# Extract
[Start of Attachment]

Body weights of WT and KI male and female mice treated with 0.2% or 0.6% CoQ10 in chow or control chow. CoQ10-treated mice gained weight as expected, and no differences between treatment groups were noted. Body weights were analysed using a mixed generalized linear model ANOVAs in SAS using Bonferroni’s adjusted Student’s t-tests for post hoc analysis, graphs for WTs and KIs only shown, however weights of HET mice were also monitored (HET mice were not used for behavioral testing). WT males N=7–9; WT females N=6–12; KI males N=8–15; KI females N=9–14.

Figure 2

CoQ10 treatment (0.2%) rescued behavioral and rearing deficits in the open field in CAG140 KI mice. Mice were tested in the open field at 1 month of age, and control-treated KI mice showed reduced activity and rearing when compared to control-treated WT mice, as previously shown (Hickey et al in preparation). 0.2% CoQ10 (not 0.6%) prevented these deficits. In contrast, 0.2% CoQ10 impaired activity of WT mice. *p<0.05, **p<0.01 compared to same timepoint, control-treated WTs. ^p<0.05, ^^p<0.01 compared to same timepoint, control-treated KIs. WT n=13–21; KI n=15–25 for rearing. ANOVAs were performed using GBstat, followed by Fisher’s LSD for post hoc analysis. Data for activity were unavailable for 8 mice and for 1 mouse for rearing. The numbers 1, 2 and 3 denote the successive timebins (3 × 5 min, 15 min total) during the single exposure to the open field.

[End of Attachment]

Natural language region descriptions

[Start of Attachment]

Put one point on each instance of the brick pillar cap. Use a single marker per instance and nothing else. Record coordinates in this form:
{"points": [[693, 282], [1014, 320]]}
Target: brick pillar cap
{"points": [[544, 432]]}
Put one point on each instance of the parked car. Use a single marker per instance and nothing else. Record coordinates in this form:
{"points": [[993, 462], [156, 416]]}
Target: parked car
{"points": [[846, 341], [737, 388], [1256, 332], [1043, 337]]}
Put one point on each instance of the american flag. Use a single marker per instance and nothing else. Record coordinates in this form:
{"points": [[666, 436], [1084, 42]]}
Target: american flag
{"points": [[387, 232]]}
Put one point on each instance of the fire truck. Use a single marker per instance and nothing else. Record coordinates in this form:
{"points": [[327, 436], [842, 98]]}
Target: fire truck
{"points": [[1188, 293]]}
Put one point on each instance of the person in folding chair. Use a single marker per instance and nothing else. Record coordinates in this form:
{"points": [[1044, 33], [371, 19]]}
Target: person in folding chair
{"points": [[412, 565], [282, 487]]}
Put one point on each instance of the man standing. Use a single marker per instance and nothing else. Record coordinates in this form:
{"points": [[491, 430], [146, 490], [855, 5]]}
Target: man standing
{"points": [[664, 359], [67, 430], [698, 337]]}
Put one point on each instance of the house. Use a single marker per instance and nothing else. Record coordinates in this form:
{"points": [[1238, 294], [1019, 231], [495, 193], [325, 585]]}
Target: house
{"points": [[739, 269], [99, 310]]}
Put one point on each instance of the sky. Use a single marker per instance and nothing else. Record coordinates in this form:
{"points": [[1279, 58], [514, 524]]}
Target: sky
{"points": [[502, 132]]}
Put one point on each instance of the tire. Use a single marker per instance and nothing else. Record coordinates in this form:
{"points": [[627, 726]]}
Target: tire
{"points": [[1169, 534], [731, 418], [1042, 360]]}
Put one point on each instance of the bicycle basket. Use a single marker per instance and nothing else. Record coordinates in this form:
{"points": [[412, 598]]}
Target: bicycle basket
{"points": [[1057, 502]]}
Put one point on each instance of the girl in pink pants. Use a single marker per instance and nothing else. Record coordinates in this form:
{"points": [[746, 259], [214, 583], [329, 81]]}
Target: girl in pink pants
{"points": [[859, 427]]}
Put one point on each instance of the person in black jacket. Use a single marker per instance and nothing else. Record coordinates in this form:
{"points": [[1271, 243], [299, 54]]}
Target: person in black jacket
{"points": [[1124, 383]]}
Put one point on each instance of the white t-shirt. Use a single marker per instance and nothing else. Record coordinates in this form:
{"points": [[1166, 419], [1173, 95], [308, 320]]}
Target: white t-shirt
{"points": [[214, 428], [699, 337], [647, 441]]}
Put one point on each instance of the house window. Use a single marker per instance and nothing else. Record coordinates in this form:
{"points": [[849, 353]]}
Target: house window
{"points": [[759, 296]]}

[End of Attachment]

# Prompt 1
List the four mouse groups for which the figure legends give body weight sample sizes, with each group's N range.
# Prompt 2
According to the figure legends, at what age were the mice tested in the open field?
# Prompt 3
Copy the figure legends word for word from "CoQ10 treatment (0.2%)" to "the open field.".

# Your response 1
WT males: N=7–9
WT females: N=6–12
KI males: N=8–15
KI females: N=9–14

# Your response 2
At 1 month of age.

# Your response 3
CoQ10 treatment (0.2%) rescued behavioral and rearing deficits in the open field in CAG140 KI mice. Mice were tested in the open field at 1 month of age, and control-treated KI mice showed reduced activity and rearing when compared to control-treated WT mice, as previously shown (Hickey et al in preparation). 0.2% CoQ10 (not 0.6%) prevented these deficits. In contrast, 0.2% CoQ10 impaired activity of WT mice. *p<0.05, **p<0.01 compared to same timepoint, control-treated WTs. ^p<0.05, ^^p<0.01 compared to same timepoint, control-treated KIs. WT n=13–21; KI n=15–25 for rearing. ANOVAs were performed using GBstat, followed by Fisher’s LSD for post hoc analysis. Data for activity were unavailable for 8 mice and for 1 mouse for rearing. The numbers 1, 2 and 3 denote the successive timebins (3 × 5 min, 15 min total) during the single exposure to the open field.